(Items from a dataset)
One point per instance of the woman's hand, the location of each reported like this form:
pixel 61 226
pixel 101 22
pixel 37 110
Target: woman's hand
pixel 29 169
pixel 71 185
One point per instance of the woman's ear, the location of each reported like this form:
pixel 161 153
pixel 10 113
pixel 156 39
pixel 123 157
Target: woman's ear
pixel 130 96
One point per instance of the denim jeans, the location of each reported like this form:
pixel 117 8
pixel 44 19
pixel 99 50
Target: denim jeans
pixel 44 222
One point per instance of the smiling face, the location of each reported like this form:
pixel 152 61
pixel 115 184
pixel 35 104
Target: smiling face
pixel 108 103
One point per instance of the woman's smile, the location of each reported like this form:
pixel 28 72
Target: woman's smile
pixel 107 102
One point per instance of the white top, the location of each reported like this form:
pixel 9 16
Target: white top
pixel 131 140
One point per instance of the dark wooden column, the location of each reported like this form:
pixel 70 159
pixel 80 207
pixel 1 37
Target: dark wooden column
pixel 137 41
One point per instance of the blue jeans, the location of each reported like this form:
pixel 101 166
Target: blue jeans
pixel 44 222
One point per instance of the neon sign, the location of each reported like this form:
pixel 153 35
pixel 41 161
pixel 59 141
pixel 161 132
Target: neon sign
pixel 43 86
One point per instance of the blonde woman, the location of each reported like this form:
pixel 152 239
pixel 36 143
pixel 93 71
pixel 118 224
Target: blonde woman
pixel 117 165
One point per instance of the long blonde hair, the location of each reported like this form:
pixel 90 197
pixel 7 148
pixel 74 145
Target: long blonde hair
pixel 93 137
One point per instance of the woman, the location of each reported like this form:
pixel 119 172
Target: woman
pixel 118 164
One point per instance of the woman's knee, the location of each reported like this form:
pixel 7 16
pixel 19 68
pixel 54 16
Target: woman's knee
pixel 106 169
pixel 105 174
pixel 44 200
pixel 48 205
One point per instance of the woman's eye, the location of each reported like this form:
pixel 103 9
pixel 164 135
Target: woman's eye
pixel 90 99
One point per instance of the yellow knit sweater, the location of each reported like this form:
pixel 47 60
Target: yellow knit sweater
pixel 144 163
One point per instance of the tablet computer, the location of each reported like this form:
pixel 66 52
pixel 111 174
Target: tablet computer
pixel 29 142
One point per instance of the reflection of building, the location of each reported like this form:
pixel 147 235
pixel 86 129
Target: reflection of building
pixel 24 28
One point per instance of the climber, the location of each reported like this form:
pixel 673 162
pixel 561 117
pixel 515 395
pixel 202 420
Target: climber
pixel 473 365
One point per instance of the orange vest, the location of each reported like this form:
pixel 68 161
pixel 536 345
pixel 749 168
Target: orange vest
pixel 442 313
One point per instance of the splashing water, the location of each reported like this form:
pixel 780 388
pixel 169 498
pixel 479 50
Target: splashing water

Your assignment
Copy out the records once more, with nothing altered.

Task solution
One point per instance of the woman's hand, the location of each reported like this form:
pixel 61 226
pixel 101 22
pixel 37 110
Target: woman's hand
pixel 29 169
pixel 71 185
One point per instance of the woman's ear, the location of each reported like this form:
pixel 161 153
pixel 10 113
pixel 156 39
pixel 123 157
Target: woman's ear
pixel 130 96
One point per instance of the denim jeans, the location of each reported like this form:
pixel 117 8
pixel 44 19
pixel 99 50
Target: denim jeans
pixel 44 222
One point per instance of the smiling face, the location of each reported like this form:
pixel 152 61
pixel 115 184
pixel 35 104
Target: smiling face
pixel 108 103
One point per instance of the woman's smile, the location of each reported like this form:
pixel 28 72
Target: woman's smile
pixel 107 102
One point per instance of the white top, the location of each reported like this form:
pixel 9 16
Target: white top
pixel 131 140
One point per instance of the dark wooden column, the location of each reported like this form:
pixel 70 159
pixel 80 207
pixel 1 37
Target: dark wooden column
pixel 137 41
One point per instance of the blue jeans, the location of each reported like this form:
pixel 101 166
Target: blue jeans
pixel 44 222
One point per instance of the neon sign, the location of each reported like this form:
pixel 153 35
pixel 41 161
pixel 59 141
pixel 161 132
Target: neon sign
pixel 43 86
One point per instance of the blonde woman, the location of each reported like this form:
pixel 152 239
pixel 36 143
pixel 93 71
pixel 118 224
Target: blonde woman
pixel 117 165
One point per instance of the long blonde hair, the location of each reported like this form:
pixel 90 197
pixel 7 148
pixel 74 145
Target: long blonde hair
pixel 93 137
One point per instance of the woman, the location of each reported like this form:
pixel 119 172
Target: woman
pixel 118 164
One point per instance of the woman's knee, the location of each reported like this form:
pixel 7 16
pixel 19 68
pixel 54 16
Target: woman's knee
pixel 106 169
pixel 105 174
pixel 44 200
pixel 48 205
One point per instance of the woman's eye, the location of each reported like this form:
pixel 103 9
pixel 164 135
Target: woman's eye
pixel 90 99
One point per instance of the yellow knit sweater, the location of each reported like this form:
pixel 47 60
Target: yellow knit sweater
pixel 144 163
One point per instance of the tablet computer, the location of each reported like this form:
pixel 66 52
pixel 111 174
Target: tablet computer
pixel 29 142
One point per instance of the reflection of building, the location of each reported like this form:
pixel 147 235
pixel 86 129
Target: reflection of building
pixel 24 28
One point per instance of the climber, the location of each reported like this form:
pixel 673 162
pixel 561 117
pixel 515 395
pixel 202 420
Target: climber
pixel 473 365
One point per instance of the orange vest, the location of each reported like this form:
pixel 68 161
pixel 536 345
pixel 749 168
Target: orange vest
pixel 442 313
One point per instance of the splashing water, the location of each reported like this form:
pixel 780 388
pixel 169 498
pixel 479 50
Target: splashing water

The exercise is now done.